• Document segment

UCL academics receive Wellcome Early Career Awards

Five UCL academics have received over £2.7 million in Wellcome Early Career Awards to support a diverse range of innovative research projects, spanning history, medical AI, neural tracking and electron microscopy.

These highly prestigious five-year financial awards support early-career researchers across disciplines whose work has the potential to transform understanding of human life, health and wellbeing. 

Dr Markus Rademacher (UCL Physics & Astronomy) received £805,837 for his project titled ’Emphasis - Electron Microscopy Platform for High-throughput Analysis and Spectroscopic Imaging Systems,’ which aims to develop more powerful electron microscopes.

Dr Rademacher said: "I’m incredibly grateful to receive this Wellcome Early-Career Award. For me, it represents the opportunity to build a new generation of electron microscopy tools using quantum technologies that could help researchers understand biological structures and disease mechanisms much more quickly and in far greater detail.

"I’m excited that this support allows me to bring together physics, engineering and biomedicine here at UCL, and to contribute to the wider effort of developing technologies that advance health and benefit society."

• About this exercise
List the research areas that the article on UCL's Wellcome Early Career Awards says the funded projects span.

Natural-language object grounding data

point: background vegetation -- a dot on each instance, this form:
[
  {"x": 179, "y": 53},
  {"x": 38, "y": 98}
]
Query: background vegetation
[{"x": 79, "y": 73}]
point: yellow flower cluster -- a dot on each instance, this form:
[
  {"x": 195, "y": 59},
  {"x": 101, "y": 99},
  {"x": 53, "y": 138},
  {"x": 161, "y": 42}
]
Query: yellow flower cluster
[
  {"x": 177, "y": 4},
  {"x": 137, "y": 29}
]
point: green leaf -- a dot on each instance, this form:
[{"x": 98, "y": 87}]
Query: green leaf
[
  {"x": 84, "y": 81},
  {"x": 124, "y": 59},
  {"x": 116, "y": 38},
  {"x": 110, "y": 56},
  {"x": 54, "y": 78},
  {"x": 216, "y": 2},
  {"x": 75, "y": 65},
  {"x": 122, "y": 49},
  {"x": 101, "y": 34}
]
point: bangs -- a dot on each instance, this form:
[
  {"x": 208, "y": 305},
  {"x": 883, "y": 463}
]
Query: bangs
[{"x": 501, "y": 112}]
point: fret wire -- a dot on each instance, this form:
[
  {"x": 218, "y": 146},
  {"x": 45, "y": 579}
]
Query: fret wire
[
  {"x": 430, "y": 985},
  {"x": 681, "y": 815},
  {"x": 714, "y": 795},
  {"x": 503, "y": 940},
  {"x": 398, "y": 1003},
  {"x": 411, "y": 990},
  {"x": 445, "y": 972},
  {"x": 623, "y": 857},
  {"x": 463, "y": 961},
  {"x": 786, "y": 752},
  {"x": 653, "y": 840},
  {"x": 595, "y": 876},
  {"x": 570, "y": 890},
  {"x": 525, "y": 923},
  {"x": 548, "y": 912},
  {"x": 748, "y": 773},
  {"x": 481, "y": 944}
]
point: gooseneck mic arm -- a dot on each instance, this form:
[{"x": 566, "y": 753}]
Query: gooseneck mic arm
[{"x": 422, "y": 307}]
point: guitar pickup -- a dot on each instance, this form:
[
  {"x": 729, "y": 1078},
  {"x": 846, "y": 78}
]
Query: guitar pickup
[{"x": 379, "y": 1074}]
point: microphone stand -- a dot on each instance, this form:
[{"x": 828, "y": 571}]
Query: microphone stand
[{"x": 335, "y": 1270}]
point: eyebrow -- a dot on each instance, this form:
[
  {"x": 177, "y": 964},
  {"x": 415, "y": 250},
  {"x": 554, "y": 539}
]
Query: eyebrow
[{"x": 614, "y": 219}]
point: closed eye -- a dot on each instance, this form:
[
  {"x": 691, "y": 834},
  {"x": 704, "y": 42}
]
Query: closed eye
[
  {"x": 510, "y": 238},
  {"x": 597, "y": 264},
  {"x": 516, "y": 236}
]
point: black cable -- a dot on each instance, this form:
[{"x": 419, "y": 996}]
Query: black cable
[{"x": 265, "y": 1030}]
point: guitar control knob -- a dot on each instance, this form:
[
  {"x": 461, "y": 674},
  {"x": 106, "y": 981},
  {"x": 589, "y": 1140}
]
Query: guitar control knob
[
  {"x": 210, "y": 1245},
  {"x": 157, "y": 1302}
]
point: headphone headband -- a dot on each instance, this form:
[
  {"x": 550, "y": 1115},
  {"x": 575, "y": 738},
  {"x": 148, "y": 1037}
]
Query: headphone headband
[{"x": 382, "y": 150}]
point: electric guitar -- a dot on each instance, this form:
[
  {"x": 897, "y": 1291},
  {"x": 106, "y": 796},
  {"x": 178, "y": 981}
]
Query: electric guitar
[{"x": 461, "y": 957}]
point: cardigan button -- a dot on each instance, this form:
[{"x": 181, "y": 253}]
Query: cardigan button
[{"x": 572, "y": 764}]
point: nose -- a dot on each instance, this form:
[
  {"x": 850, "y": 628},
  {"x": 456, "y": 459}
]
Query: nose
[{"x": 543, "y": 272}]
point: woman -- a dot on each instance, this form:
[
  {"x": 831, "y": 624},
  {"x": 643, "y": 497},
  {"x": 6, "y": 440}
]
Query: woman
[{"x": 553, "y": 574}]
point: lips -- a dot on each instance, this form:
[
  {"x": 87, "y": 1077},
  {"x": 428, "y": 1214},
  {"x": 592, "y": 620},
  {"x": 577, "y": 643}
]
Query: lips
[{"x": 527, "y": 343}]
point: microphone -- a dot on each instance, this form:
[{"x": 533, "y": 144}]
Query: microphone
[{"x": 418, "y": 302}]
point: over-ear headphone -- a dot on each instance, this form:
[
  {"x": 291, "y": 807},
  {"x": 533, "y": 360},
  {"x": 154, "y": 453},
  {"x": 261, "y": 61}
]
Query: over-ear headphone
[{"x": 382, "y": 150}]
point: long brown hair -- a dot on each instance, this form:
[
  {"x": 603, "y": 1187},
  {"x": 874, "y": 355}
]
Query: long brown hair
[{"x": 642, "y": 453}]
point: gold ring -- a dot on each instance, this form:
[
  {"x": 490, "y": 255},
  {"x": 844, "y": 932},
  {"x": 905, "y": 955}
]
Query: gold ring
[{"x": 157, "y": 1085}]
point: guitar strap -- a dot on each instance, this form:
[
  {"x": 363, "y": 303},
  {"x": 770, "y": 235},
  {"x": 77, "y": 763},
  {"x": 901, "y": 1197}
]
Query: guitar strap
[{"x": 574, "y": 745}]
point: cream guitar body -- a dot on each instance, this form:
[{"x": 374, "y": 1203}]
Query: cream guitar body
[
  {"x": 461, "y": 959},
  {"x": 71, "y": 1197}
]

• Task response
History, medical AI, neural tracking, and electron microscopy.